• Tarefa proposta: Continue o relato sobre viajar e fotografar a partir da última frase que apresenta.

• Excerto da fonte:
((
Acordo cedo. Talvez seja a antecipação do dia que me acorda. Talvez seja o som das gaivotas rasantes nas janelas ou a luz avermelhada que repassa os cortinados num país que desconhece persianas. Não durmo mais. Tenho visto tanto. Olho em golfadas as imagens que me passam: umas velozes, outras estáticas sob estes arvoredos milenares.
Sabia que aqui vinha. Não sabia quando. Não esperava já. O Tempo é velho aqui. Velho e longo. Fotografo cada vez menos. A idade tem-me dado a calma para a apreciação. Apazigua-me a importância do ver absorvendo e não do ver por ver, para ter visto, de idades jovens vividas na sofreguidão de fotografar primeiro e ver depois. Os meus olhos são mais importantes agora. Quando morrer não levo fotos. As imagens que eu vejo, essas vão comigo para onde eu for nesse outro percurso. Vou levar estas como levo tantas e tantas outras numa vida que me tem dado o privilégio de palmilhar o mundo pelos sítios mais improváveis e que eu pensava talvez nunca chegar a ver por mim.
))
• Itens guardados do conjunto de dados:
((
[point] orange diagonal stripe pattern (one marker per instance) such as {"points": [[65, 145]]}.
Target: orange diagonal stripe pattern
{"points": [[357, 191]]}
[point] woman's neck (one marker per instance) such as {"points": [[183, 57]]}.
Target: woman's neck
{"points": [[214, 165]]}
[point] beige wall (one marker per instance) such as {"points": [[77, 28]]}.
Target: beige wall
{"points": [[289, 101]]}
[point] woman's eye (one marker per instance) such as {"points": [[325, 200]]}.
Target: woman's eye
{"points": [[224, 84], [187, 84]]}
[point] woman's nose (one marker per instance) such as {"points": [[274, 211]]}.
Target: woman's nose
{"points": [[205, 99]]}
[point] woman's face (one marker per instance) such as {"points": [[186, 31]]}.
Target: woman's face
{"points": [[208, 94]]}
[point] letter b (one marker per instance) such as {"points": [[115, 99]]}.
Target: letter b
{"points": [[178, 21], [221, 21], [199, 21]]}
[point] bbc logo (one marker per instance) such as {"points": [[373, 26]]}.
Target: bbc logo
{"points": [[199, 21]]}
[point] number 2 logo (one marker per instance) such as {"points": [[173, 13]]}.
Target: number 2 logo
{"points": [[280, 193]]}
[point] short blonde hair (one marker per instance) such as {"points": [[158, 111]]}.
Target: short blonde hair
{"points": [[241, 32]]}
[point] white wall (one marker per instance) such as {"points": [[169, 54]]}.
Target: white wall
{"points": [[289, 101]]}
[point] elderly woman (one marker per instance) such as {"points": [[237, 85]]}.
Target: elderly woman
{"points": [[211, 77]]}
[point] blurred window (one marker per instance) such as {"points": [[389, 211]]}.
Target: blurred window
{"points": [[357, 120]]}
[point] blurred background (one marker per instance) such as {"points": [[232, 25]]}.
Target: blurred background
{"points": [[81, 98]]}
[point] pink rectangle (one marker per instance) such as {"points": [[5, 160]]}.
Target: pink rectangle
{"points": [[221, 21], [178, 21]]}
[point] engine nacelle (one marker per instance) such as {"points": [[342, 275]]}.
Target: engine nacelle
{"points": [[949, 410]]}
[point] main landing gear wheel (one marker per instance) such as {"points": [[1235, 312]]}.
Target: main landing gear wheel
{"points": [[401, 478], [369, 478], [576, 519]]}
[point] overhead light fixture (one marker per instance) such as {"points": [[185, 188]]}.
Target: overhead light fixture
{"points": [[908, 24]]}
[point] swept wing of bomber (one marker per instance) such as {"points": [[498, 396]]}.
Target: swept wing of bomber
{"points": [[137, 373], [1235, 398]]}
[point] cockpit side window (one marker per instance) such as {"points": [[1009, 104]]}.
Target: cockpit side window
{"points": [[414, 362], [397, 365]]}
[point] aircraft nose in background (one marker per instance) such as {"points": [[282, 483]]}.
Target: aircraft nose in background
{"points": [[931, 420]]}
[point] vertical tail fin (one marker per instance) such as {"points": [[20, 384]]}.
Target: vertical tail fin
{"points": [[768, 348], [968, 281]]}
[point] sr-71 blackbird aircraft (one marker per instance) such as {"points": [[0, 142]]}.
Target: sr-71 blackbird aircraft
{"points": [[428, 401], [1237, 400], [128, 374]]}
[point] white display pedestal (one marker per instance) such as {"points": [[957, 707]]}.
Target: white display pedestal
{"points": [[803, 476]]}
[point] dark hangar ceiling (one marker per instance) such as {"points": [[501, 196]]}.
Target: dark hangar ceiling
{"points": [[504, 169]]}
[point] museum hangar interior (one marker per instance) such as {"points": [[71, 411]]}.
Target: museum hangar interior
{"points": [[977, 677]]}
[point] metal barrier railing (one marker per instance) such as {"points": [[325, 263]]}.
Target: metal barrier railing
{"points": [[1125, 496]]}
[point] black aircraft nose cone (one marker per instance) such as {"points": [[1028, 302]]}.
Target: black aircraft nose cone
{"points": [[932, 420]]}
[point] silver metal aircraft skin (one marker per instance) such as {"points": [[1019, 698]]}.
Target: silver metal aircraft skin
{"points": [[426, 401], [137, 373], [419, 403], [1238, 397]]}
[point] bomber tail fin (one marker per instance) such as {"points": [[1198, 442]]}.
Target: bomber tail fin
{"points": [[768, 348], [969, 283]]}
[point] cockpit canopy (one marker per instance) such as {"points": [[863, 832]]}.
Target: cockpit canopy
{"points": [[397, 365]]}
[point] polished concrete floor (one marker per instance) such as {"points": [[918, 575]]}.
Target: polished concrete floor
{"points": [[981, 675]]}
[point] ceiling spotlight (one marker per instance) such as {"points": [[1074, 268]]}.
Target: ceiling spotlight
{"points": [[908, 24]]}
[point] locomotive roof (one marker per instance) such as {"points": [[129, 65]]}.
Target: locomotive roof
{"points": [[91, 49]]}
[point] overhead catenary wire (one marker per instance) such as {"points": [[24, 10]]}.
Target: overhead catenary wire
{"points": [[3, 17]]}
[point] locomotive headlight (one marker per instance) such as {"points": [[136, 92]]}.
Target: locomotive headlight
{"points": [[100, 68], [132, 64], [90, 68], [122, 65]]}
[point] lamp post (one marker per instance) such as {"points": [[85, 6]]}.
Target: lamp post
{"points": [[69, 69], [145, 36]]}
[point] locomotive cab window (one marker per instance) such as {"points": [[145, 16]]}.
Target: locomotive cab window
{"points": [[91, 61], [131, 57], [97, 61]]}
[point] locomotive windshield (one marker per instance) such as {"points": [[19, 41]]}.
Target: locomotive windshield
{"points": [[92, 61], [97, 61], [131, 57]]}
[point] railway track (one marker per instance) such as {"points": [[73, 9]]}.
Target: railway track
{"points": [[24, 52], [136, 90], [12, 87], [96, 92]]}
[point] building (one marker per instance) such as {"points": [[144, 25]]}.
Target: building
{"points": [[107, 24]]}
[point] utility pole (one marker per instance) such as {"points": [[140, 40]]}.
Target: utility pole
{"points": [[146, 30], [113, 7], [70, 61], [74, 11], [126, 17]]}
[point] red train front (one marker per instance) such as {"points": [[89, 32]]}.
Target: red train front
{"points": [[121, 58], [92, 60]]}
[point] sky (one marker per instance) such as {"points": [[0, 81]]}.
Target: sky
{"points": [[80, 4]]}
))
• Resultado da tarefa:
Ontem falei baixinho com a voz do pensamento à Mãe:
- O que vês Mãe, quando me vês por aqui? Tão longe, no meio deste Tempo velho de séculos? Que pensas das vidas das tuas duas filhas com percursos tão diferentes? Uma que desconhece fronteiras e vê o mundo em golfadas de olhar, que se libertou de grilhões e tem esta vida incomum? A outra que te deu o neto que não conheceste e solidificou a vida, que te perpetua os genes e te vivifica? Eu pensava que de ambas eu te perpetuaria mais. Mas eu tornei-me noutra coisa, Mãe. Vivi para chegar aqui. Vivi para esta vida de liberdades imensas, paisagens sem fim, uma vida onde eu habito como quero. Sabes Mãe, acho que incomensurável podia bem ser um adjectivo desta língua que me ensinaste para eu descrever a vida que levo. Incomensurável. Como é incomensurável estar aqui e ver coisas que víamos à distância de livros e filmes. O que pensarás, Mãe, de tudo isto?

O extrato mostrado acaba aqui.